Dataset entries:
+ + +
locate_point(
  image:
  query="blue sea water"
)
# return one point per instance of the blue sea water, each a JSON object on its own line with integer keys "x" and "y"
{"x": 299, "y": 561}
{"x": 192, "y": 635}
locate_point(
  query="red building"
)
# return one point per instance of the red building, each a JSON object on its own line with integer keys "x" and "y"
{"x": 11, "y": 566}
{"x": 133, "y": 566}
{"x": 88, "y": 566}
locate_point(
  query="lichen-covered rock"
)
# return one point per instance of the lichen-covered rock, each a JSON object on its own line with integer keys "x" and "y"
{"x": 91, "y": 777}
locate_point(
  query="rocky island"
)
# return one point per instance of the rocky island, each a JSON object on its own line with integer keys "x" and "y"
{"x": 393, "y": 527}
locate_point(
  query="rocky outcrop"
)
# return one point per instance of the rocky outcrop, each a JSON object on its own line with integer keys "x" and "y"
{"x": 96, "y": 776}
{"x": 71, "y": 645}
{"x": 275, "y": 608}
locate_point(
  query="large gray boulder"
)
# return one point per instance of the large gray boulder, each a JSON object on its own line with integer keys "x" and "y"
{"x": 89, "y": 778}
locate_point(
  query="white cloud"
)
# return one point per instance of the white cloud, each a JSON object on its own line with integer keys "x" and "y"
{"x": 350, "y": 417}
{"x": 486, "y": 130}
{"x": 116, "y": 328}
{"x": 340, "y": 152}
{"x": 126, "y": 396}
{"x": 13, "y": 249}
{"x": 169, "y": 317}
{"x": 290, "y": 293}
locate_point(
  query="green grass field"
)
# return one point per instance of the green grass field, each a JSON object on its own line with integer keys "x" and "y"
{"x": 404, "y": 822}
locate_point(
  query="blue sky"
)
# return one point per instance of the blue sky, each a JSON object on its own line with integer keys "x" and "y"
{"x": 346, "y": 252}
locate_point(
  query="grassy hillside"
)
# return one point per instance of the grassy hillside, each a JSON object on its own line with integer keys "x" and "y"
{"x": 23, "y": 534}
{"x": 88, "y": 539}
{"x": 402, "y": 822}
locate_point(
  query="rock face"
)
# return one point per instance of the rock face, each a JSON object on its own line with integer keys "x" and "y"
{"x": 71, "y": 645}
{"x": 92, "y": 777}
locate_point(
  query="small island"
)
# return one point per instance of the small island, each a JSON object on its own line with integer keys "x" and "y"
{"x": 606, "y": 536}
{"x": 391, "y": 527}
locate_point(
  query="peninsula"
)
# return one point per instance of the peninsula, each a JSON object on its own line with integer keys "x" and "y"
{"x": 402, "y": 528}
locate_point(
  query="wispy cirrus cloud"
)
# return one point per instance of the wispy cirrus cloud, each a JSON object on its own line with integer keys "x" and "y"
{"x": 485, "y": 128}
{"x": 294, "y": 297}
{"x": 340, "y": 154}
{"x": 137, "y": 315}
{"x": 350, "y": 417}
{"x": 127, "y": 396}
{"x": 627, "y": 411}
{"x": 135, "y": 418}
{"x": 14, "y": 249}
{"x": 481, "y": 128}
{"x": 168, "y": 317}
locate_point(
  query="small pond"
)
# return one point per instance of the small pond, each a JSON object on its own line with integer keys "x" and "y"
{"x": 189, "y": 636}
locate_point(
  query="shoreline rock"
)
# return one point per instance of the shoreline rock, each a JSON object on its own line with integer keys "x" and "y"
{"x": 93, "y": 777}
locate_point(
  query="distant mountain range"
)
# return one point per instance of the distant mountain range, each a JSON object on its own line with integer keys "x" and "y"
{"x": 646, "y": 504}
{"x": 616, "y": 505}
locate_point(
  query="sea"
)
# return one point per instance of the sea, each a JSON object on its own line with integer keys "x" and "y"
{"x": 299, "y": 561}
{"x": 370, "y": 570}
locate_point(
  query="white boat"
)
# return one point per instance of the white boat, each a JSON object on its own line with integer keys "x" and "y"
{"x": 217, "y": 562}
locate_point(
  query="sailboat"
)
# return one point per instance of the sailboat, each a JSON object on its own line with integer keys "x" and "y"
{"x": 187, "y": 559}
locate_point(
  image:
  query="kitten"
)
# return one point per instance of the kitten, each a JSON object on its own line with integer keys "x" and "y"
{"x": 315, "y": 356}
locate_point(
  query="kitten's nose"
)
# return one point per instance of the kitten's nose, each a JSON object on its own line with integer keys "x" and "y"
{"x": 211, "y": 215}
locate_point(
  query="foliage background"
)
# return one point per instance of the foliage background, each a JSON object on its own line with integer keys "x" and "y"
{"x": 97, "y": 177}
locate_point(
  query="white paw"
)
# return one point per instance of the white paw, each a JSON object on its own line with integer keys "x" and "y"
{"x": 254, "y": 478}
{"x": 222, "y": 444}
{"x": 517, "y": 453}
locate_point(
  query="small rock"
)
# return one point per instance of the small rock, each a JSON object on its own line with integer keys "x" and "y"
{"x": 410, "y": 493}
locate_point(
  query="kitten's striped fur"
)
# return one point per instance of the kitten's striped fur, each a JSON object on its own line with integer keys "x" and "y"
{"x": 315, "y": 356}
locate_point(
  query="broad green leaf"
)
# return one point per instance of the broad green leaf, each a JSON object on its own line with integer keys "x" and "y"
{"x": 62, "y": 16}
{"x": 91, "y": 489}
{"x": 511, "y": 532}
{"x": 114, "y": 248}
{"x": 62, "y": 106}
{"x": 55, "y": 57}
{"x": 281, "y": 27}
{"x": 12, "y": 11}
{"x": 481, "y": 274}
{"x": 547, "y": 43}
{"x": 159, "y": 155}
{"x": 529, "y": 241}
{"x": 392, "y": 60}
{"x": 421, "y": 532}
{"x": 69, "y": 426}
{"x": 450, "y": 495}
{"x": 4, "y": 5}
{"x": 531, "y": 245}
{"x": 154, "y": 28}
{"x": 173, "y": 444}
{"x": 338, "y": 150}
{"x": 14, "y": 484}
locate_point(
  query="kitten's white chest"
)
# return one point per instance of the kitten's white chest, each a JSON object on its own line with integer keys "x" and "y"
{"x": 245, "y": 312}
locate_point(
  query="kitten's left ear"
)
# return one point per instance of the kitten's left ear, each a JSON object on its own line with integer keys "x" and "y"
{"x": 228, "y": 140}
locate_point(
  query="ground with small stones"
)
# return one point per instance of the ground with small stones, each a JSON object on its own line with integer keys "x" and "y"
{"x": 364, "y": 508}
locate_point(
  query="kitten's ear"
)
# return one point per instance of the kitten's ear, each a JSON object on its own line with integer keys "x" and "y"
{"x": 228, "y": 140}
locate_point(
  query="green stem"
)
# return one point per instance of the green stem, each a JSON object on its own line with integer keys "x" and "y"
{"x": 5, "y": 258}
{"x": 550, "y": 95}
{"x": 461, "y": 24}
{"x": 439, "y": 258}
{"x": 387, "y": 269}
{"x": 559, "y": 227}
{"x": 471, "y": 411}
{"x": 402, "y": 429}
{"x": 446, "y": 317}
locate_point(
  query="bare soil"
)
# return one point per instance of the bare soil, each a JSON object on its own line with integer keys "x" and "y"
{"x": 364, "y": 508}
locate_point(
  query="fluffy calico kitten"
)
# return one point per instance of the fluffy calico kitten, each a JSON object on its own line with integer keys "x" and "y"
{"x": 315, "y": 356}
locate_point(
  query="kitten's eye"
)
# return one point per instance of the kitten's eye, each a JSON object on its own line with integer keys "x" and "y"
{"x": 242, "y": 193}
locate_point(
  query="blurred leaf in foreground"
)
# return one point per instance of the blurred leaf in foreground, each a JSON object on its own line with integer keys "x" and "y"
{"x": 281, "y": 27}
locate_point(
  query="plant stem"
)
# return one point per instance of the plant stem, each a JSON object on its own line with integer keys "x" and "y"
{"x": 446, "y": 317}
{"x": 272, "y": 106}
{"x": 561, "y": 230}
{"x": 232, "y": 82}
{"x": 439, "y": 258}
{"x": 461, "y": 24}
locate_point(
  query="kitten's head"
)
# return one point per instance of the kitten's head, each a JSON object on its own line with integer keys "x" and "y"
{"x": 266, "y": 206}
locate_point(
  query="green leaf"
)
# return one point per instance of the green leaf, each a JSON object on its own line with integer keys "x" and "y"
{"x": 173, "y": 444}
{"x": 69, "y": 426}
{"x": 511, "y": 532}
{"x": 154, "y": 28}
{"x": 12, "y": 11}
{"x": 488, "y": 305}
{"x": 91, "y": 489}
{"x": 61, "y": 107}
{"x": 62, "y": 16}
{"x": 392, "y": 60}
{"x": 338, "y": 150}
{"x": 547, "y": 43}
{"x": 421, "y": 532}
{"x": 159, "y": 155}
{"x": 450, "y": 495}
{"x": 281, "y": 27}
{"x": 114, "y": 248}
+ + +
Exercise directions:
Exact copies of the lines from the one holding "# return one point per instance of the kitten's head, each" through the last line above, and only those, make up the answer.

Output:
# return one point per instance of the kitten's head, each a JSON object on its own line with integer keys "x" and "y"
{"x": 266, "y": 206}
locate_point(
  query="green leaf"
)
# return one point per instance of the green leaf, each a JSON object on its own line with integer keys "x" and "y"
{"x": 173, "y": 444}
{"x": 69, "y": 426}
{"x": 511, "y": 532}
{"x": 154, "y": 28}
{"x": 12, "y": 11}
{"x": 488, "y": 305}
{"x": 91, "y": 489}
{"x": 61, "y": 107}
{"x": 62, "y": 16}
{"x": 392, "y": 60}
{"x": 338, "y": 150}
{"x": 547, "y": 43}
{"x": 421, "y": 532}
{"x": 159, "y": 155}
{"x": 450, "y": 495}
{"x": 281, "y": 27}
{"x": 114, "y": 248}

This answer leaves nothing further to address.